How Does a 100 GB Game Run on 16 GB of RAM?
You just downloaded a massive open-world RPG — 120 GB on disk. Your PC has 16 GB of RAM. You hit Play, and somehow it works. No crash. No "not enough memory" error. Just the game running.
This is not a coincidence. This is one of the most beautifully engineered illusions in computer science — and today we are going to pull back the curtain on every layer of it.
The Chef's Counter
Before we go technical, let's build the right picture in your head.
Imagine your computer is a professional kitchen. Your 120 GB game is a giant grocery warehouse out back. Your 16 GB of RAM is the chef's counter — the small active workspace where actual cooking happens.
The chef never drags the entire warehouse onto the counter. She brings only what she needs for the dish she is making right now. The moment she is done with the swamp-biome ingredients, she sends them back and fetches the snowy-mountain ingredients.
You never notice the swap — unless the kitchen gets overwhelmed and your dish goes cold while she scrambles for ingredients. That cold dish? That is the stutter you feel in RAM-starved games.
RAM is your counter. Storage is your warehouse. The OS is the chef.
Everything we cover below is just the engineering that makes this chef extraordinarily fast and smart.

[Data excerpts]
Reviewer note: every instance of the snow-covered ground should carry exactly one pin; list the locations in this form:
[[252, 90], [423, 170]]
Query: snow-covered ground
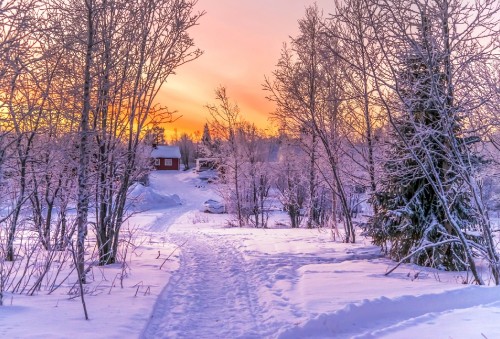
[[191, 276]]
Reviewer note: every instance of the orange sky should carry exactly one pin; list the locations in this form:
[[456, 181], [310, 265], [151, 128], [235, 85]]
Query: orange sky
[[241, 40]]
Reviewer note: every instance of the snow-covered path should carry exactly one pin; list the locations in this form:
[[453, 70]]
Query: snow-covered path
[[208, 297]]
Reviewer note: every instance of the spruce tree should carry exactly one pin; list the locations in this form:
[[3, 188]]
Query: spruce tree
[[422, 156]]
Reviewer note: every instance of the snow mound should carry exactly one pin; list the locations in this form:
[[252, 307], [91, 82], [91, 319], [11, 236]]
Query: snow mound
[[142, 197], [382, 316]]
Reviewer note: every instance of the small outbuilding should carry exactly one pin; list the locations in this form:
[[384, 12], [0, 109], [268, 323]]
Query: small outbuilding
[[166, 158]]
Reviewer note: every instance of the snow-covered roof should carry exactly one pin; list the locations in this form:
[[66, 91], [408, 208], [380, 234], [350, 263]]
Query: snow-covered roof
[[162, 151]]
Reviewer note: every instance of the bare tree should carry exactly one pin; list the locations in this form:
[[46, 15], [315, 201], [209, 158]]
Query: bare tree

[What you will do]
1. Output the whole text about how a 100 GB game runs on 16 GB of RAM, word for word.
2. From the records, return the lines starting at the one containing "Reviewer note: every instance of the spruce" and ending at the one containing "[[162, 151]]", both included, without any change.

[Results for the exercise]
1.
How Does a 100 GB Game Run on 16 GB of RAM?
You just downloaded a massive open-world RPG — 120 GB on disk. Your PC has 16 GB of RAM. You hit Play, and somehow it works. No crash. No "not enough memory" error. Just the game running.
This is not a coincidence. This is one of the most beautifully engineered illusions in computer science — and today we are going to pull back the curtain on every layer of it.
The Chef's Counter
Before we go technical, let's build the right picture in your head.
Imagine your computer is a professional kitchen. Your 120 GB game is a giant grocery warehouse out back. Your 16 GB of RAM is the chef's counter — the small active workspace where actual cooking happens.
The chef never drags the entire warehouse onto the counter. She brings only what she needs for the dish she is making right now. The moment she is done with the swamp-biome ingredients, she sends them back and fetches the snowy-mountain ingredients.
You never notice the swap — unless the kitchen gets overwhelmed and your dish goes cold while she scrambles for ingredients. That cold dish? That is the stutter you feel in RAM-starved games.
RAM is your counter. Storage is your warehouse. The OS is the chef.
Everything we cover below is just the engineering that makes this chef extraordinarily fast and smart.

2.
Reviewer note: every instance of the spruce tree should carry exactly one pin; list the locations in this form:
[[3, 188]]
Query: spruce tree
[[422, 156]]
Reviewer note: every instance of the snow mound should carry exactly one pin; list the locations in this form:
[[252, 307], [91, 82], [91, 319], [11, 236]]
Query: snow mound
[[142, 197], [382, 316]]
Reviewer note: every instance of the small outbuilding should carry exactly one pin; list the locations in this form:
[[384, 12], [0, 109], [268, 323]]
Query: small outbuilding
[[166, 158]]
Reviewer note: every instance of the snow-covered roof should carry exactly one pin; list the locations in this form:
[[66, 91], [408, 208], [380, 234], [350, 263]]
Query: snow-covered roof
[[162, 151]]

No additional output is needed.